• _SEU OBJETIVO_
Reproduza sem alterações a parte do texto sobre Gilka Machado que começa nas palavras "7 de abril de" e vai até logo depois de "do segundo milênio.".

• _TRECHO FORNECIDO_
- - -
7 de abril de 2012

Gilka Machado: Uma poética do desejo...

Nascida em 1893, Gilka Machado teve a sua formação literária dentro dos princípios doutrinários e estéticos do Simbolismo, em um período em que várias correntes estilísticas formavam uma espécie de encruzilhada de estilos que disputavam espaço no imaginário dos poetas, prolongando-se até o advento do Modernismo brasileiro.
Mulher muito avançada para a época em que viveu, inteligente e independente, não admitia mordaças moralizadoras no que escrevia, produzindo poesias ousadíssimas que representavam um desafio aos códigos morais e a estreiteza de visão dos falsos moralistas da sociedade nos primeiros decênios do segundo milênio.
- - -
• _INFORMAÇÕES FORNECIDAS_

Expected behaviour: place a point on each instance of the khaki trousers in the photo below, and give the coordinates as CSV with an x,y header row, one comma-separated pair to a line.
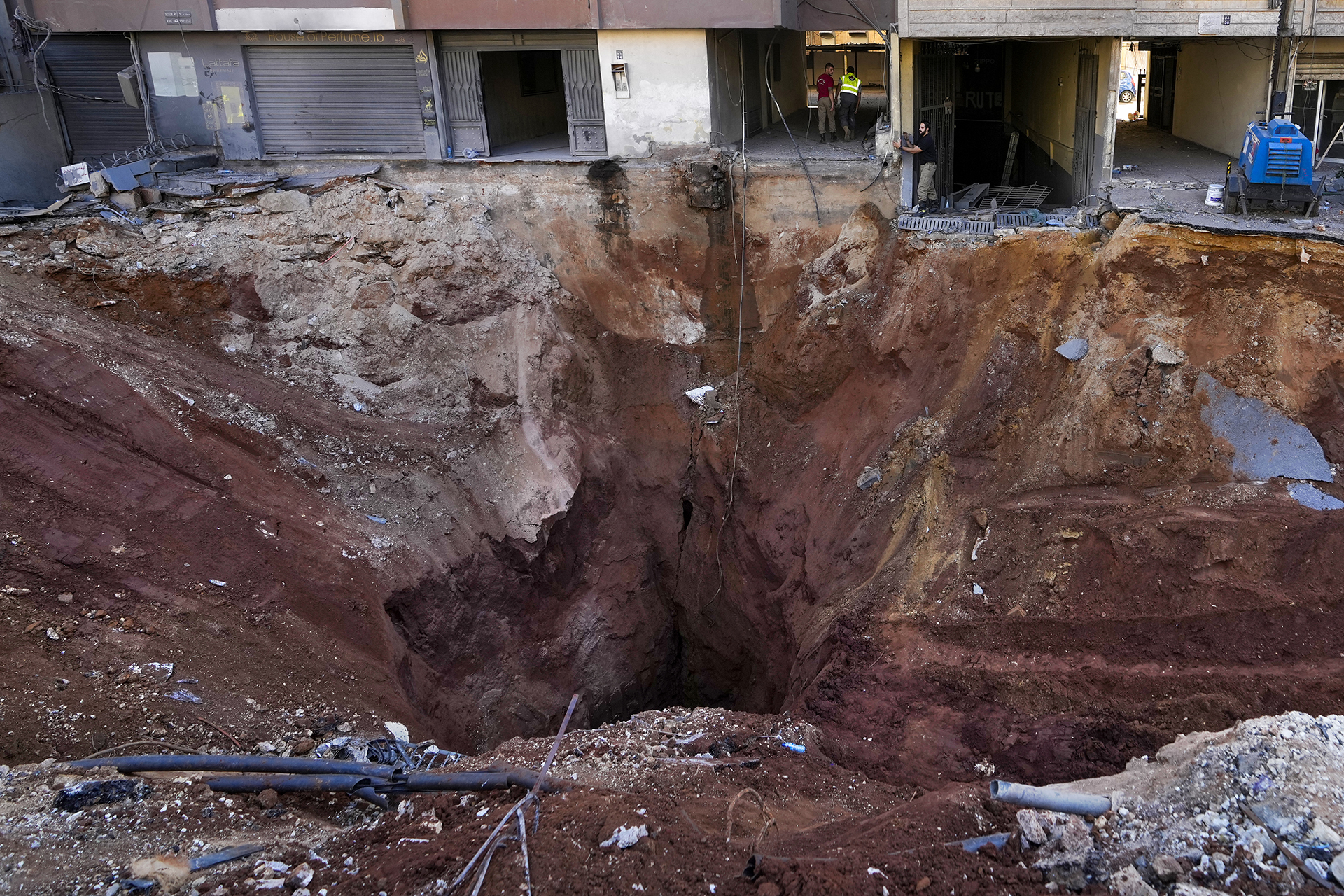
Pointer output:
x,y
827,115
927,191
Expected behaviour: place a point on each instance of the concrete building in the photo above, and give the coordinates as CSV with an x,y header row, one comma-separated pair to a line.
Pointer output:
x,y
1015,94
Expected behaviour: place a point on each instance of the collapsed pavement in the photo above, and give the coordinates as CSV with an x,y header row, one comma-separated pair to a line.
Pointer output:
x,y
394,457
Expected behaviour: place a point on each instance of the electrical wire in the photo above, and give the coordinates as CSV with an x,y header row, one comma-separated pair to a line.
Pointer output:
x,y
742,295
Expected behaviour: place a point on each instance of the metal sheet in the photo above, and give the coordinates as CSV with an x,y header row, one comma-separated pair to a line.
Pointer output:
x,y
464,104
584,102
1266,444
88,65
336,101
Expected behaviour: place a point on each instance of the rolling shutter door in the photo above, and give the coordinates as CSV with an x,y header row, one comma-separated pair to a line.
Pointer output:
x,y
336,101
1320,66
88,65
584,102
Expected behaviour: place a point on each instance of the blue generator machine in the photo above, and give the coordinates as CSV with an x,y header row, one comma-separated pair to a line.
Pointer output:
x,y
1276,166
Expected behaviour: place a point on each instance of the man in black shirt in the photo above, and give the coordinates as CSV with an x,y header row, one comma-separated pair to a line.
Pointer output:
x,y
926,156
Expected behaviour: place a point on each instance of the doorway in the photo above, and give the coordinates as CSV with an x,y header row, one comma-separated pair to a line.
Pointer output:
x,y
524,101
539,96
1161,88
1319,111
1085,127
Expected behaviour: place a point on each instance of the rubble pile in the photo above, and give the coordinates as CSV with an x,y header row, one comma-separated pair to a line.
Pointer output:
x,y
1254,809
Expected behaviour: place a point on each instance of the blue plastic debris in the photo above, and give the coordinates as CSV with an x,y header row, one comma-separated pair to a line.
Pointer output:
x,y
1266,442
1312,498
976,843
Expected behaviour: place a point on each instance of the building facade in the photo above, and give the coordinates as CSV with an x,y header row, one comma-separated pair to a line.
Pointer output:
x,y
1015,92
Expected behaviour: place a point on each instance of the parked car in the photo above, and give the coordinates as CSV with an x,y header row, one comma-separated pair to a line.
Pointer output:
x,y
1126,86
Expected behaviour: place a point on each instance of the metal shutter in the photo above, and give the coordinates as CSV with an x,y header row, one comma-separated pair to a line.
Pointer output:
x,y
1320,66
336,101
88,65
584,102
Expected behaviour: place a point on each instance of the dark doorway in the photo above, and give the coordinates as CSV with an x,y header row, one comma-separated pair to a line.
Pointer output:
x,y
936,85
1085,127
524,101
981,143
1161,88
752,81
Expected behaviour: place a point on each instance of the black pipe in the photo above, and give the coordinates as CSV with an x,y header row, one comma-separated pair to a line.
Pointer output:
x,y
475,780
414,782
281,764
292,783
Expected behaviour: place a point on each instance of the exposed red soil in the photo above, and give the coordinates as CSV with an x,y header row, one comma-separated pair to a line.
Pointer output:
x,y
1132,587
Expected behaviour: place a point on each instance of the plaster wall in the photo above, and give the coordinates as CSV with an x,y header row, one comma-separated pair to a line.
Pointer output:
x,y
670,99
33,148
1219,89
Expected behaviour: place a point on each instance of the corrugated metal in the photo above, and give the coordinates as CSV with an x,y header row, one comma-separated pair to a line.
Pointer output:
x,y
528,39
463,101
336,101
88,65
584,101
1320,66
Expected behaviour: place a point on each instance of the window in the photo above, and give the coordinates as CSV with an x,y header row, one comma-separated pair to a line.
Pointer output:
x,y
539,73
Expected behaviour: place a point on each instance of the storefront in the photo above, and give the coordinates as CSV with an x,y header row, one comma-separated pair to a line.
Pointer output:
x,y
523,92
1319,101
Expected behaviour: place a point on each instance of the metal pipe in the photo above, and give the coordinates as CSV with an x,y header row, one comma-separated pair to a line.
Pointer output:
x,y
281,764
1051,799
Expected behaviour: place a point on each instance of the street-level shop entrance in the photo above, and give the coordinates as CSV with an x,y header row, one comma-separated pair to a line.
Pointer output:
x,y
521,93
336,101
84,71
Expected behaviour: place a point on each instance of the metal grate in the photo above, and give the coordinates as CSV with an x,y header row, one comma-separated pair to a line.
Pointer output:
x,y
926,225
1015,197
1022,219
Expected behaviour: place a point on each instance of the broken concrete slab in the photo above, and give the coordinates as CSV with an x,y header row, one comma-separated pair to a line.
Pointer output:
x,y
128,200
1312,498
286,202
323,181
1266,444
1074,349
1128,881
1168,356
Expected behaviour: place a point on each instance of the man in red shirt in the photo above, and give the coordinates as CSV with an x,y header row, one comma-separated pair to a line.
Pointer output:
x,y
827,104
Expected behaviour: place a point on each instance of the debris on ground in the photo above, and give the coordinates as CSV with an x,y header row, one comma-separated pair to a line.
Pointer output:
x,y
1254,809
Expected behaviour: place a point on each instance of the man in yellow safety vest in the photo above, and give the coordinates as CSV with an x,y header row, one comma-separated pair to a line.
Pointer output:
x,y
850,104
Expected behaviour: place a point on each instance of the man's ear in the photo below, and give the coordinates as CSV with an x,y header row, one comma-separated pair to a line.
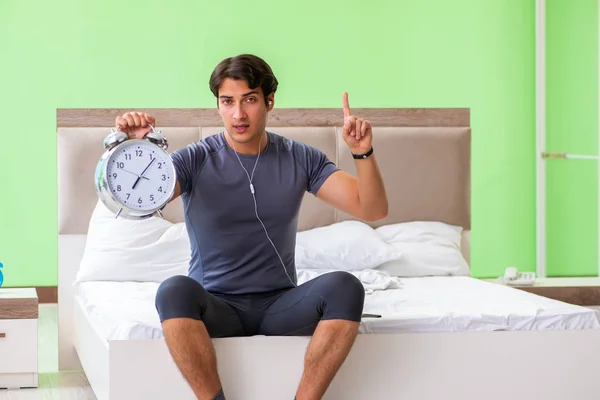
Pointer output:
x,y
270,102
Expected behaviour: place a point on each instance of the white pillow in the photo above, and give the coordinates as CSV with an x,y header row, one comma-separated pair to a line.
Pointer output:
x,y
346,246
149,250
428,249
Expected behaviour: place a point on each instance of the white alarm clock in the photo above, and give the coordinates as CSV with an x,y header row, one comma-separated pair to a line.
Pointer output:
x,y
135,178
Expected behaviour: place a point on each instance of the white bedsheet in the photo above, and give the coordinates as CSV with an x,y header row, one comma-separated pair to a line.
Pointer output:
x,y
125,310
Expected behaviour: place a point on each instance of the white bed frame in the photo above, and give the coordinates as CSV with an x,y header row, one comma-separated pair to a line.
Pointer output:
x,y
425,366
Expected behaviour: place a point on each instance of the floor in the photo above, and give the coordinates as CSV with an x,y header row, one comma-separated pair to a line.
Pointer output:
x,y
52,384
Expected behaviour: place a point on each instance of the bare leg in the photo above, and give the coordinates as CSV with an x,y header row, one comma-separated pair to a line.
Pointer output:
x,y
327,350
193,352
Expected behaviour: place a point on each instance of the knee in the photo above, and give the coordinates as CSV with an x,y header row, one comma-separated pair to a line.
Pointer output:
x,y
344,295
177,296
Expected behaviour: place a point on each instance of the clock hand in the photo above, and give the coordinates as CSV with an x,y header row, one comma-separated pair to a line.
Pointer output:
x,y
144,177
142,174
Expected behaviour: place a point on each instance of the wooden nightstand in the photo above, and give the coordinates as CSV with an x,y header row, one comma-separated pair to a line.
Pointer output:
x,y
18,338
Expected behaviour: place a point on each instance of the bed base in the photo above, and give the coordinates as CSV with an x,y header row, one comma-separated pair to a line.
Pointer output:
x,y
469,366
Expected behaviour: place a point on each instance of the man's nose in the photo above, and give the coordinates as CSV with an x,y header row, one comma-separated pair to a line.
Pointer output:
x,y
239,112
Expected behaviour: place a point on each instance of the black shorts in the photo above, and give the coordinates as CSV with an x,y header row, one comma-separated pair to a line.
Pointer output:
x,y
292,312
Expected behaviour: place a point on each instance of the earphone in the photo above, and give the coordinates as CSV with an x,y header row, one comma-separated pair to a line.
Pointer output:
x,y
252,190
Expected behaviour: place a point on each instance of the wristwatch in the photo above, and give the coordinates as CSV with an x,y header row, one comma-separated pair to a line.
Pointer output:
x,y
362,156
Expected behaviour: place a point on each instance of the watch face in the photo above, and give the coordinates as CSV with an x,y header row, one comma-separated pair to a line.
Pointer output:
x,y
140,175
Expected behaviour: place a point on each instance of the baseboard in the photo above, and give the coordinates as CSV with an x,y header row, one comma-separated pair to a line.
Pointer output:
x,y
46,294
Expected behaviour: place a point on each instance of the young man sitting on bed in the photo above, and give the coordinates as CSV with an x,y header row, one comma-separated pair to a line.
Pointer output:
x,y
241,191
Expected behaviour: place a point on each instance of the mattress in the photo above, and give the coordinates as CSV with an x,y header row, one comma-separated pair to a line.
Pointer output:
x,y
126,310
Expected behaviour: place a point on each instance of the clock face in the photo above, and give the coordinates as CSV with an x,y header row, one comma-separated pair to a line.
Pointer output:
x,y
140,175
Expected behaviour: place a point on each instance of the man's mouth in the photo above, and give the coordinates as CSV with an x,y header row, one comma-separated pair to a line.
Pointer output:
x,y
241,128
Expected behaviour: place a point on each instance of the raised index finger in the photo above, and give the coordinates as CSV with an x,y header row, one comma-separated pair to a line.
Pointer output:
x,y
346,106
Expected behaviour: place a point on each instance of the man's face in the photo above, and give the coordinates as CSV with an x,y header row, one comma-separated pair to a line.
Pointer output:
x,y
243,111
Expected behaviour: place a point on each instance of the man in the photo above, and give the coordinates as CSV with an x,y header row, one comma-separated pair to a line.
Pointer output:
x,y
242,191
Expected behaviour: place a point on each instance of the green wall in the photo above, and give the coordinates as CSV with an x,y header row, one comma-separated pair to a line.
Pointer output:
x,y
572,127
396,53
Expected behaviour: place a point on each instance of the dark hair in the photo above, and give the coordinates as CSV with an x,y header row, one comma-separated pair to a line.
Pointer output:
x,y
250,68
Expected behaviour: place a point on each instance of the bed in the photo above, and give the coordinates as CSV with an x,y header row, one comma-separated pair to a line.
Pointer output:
- - -
• _RESULTADO_
7 de abril de 2012

Gilka Machado: Uma poética do desejo...

Nascida em 1893, Gilka Machado teve a sua formação literária dentro dos princípios doutrinários e estéticos do Simbolismo, em um período em que várias correntes estilísticas formavam uma espécie de encruzilhada de estilos que disputavam espaço no imaginário dos poetas, prolongando-se até o advento do Modernismo brasileiro.
Mulher muito avançada para a época em que viveu, inteligente e independente, não admitia mordaças moralizadoras no que escrevia, produzindo poesias ousadíssimas que representavam um desafio aos códigos morais e a estreiteza de visão dos falsos moralistas da sociedade nos primeiros decênios do segundo milênio.